• _The exercise_
Rewrite the stretch of lines from the one containing "Target: player in dark blue jersey" through the last line below, keeping every line in it. Multiply each point coordinate in the answers by 2.25, rounding to whole numbers with halves going up.

• _Material supplied_
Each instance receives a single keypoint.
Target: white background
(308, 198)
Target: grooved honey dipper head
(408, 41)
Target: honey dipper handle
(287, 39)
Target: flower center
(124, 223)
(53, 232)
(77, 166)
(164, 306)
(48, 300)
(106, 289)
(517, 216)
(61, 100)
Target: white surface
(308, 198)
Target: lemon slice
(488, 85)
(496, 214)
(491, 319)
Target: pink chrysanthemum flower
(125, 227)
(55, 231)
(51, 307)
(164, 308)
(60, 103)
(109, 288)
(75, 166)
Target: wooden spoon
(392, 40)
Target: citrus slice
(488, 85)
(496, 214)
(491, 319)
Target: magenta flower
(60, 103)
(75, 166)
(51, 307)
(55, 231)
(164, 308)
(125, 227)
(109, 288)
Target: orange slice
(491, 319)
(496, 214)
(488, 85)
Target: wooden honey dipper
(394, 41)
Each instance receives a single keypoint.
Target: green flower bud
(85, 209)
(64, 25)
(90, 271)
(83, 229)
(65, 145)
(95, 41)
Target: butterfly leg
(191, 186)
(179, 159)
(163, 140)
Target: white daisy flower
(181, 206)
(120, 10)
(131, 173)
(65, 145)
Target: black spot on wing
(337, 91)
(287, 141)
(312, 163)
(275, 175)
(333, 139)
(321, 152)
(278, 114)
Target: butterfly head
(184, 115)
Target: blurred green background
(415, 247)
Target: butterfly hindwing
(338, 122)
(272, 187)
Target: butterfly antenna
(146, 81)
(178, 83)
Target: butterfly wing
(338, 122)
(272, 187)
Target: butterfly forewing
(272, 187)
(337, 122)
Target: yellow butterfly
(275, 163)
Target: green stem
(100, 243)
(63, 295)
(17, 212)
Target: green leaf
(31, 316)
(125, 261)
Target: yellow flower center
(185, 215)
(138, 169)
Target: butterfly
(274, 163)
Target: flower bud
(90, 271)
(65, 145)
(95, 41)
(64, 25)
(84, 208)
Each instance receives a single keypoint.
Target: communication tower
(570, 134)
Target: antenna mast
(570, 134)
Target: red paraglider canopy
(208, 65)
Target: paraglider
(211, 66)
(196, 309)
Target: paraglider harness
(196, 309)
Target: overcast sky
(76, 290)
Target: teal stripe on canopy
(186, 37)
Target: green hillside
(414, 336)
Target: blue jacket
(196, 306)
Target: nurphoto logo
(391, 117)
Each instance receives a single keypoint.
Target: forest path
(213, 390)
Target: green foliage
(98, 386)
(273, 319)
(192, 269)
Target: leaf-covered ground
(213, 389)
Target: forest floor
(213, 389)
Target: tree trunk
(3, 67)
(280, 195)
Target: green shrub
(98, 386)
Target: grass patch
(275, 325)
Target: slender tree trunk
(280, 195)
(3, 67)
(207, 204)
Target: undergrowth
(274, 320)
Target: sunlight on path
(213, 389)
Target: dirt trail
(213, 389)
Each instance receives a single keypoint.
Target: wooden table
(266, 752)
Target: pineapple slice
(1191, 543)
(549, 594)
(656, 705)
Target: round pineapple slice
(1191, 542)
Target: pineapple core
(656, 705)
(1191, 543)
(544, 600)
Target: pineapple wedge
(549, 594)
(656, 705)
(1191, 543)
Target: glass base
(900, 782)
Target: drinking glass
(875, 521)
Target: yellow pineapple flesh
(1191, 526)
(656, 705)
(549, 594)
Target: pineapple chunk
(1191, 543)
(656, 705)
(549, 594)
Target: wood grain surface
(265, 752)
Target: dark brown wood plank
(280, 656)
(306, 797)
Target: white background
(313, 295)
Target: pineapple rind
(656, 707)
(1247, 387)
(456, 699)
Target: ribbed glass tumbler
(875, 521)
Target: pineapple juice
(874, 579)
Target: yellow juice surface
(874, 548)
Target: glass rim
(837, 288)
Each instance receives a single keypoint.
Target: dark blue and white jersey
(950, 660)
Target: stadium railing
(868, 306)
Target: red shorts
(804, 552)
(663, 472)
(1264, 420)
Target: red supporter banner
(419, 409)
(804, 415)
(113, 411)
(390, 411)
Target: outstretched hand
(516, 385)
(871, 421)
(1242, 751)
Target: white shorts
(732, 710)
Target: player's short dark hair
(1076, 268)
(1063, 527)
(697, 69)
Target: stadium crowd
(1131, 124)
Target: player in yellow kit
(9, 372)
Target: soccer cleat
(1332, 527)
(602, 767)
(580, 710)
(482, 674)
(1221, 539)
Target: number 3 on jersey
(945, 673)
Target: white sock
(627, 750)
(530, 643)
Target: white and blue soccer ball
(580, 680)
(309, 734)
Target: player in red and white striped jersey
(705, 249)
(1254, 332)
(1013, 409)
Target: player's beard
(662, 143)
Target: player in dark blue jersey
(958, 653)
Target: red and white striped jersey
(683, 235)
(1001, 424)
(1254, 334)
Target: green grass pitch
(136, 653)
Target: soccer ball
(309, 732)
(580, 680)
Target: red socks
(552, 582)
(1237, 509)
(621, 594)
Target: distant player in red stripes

• _Expected answer_
Target: player in dark blue jersey
(2156, 1469)
Target: red and white striped jersey
(1537, 529)
(2252, 954)
(2822, 752)
Target: green grass pitch
(306, 1469)
Target: soccer ball
(695, 1647)
(1305, 1530)
Target: red socks
(1242, 1310)
(2783, 1145)
(1397, 1337)
Target: distant player in red stripes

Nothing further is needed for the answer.